## Instructions for the task
Retype only the lines at the head of the records, first through the one with "Where can the red blossom", exactly as written.

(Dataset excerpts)
§ §
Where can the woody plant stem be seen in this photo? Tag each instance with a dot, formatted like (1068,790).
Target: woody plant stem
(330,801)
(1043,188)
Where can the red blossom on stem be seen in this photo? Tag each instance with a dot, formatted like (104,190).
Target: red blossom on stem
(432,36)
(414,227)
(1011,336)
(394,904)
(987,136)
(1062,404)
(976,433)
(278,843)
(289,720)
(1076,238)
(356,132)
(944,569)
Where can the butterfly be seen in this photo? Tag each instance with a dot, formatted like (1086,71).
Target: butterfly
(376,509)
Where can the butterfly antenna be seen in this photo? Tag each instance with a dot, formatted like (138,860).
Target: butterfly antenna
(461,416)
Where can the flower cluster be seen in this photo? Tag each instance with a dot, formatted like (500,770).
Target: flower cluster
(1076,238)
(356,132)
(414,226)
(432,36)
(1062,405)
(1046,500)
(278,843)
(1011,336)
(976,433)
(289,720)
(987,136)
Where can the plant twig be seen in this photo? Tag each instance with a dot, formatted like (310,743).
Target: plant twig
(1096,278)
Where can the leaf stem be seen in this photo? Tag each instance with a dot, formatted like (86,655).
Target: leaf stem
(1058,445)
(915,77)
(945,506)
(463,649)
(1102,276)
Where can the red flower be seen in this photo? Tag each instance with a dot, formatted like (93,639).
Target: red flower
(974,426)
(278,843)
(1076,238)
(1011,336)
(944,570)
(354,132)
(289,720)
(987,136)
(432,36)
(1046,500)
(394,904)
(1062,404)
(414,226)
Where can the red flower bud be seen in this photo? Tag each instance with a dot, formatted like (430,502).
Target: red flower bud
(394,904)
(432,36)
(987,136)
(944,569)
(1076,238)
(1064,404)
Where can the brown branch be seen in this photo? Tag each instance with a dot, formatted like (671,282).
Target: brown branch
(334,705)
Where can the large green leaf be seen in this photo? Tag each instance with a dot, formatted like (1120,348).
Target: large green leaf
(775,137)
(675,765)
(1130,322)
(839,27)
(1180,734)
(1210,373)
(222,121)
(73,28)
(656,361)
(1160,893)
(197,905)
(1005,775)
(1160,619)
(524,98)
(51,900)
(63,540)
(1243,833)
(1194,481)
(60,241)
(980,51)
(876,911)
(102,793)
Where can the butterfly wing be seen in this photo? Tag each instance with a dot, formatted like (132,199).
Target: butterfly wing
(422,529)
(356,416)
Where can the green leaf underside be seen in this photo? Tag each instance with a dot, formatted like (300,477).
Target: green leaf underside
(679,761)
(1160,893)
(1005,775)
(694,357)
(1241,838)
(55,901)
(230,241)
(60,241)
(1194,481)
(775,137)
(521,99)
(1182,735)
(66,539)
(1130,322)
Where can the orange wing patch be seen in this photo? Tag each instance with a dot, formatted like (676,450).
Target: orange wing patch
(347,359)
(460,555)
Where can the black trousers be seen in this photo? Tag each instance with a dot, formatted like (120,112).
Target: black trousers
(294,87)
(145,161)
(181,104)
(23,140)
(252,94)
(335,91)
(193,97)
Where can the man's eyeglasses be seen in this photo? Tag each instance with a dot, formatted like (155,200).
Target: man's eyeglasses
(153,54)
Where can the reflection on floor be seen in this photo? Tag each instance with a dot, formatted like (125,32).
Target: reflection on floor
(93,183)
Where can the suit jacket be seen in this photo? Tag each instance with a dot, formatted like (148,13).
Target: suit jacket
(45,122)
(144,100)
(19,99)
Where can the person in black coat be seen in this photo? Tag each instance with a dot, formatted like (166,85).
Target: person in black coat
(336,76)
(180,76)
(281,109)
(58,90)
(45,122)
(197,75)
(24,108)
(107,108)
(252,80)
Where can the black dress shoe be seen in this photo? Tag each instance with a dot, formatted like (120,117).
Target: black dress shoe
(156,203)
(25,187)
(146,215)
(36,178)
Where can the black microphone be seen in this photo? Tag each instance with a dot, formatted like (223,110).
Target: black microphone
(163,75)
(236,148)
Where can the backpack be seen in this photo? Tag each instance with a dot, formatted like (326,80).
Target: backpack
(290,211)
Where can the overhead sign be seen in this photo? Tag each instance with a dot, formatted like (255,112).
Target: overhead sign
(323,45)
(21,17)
§ §
## Answer section
Where can the woody plant stem be seen in this photo? Tag each instance with a dot, formatted like (1068,790).
Target: woody plant stem
(330,801)
(1043,188)
Where can the red blossom on stem be seen in this photo? Tag each instance with a dot, formatted like (104,190).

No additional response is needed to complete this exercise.